EXERCISE DIRECTIONS:
Copy the items from their start through the line containing "<point>247,141</point>", both ends included, and shift every coordinate in the answers by adding 113 to each number. Keep the requests and their sample points unchanged, and omit the pictures.

====

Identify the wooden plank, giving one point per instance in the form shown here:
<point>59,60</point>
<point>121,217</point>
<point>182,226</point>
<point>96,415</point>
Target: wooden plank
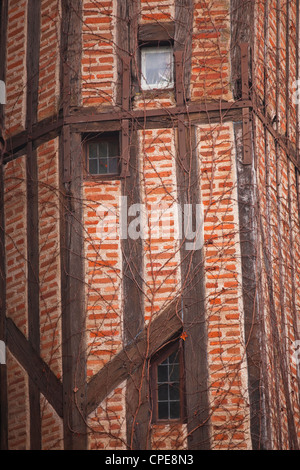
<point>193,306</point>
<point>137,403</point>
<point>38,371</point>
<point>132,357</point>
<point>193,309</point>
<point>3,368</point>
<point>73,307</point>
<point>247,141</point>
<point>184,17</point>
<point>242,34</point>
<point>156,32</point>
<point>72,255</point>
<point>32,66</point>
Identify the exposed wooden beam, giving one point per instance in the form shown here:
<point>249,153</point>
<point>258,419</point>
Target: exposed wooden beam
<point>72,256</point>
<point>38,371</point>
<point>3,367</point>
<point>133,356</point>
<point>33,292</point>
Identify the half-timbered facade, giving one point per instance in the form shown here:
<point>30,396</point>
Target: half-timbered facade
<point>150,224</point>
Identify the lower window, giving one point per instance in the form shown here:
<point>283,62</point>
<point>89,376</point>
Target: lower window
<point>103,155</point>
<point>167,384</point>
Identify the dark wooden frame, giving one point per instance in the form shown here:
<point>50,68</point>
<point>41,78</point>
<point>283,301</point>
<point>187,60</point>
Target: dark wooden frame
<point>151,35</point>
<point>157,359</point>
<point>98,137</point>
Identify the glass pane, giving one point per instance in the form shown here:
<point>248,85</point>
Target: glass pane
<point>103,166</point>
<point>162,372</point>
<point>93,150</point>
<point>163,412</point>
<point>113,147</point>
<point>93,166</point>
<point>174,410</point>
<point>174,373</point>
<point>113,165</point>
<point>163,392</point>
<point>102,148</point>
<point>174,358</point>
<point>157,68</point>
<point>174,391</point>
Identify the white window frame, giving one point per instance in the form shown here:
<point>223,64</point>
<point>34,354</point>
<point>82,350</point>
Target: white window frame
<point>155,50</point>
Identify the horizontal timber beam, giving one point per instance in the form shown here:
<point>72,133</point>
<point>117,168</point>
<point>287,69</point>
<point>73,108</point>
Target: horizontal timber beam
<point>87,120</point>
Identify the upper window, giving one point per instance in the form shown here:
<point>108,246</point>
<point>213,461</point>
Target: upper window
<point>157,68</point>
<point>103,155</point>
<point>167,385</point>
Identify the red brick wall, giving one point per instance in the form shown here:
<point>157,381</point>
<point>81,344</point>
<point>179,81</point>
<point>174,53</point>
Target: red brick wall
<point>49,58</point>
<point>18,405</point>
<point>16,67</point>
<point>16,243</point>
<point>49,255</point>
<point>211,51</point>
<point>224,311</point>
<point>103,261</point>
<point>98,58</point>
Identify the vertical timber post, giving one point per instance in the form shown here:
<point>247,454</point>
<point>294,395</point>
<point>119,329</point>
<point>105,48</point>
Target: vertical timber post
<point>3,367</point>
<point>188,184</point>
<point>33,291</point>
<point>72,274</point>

====

EXERCISE RESPONSE:
Identify the wooden plank, giving one point per instance in the form shown here:
<point>59,60</point>
<point>121,217</point>
<point>182,226</point>
<point>96,415</point>
Target: wooden plank
<point>306,419</point>
<point>250,516</point>
<point>151,484</point>
<point>245,470</point>
<point>306,422</point>
<point>116,481</point>
<point>186,420</point>
<point>360,254</point>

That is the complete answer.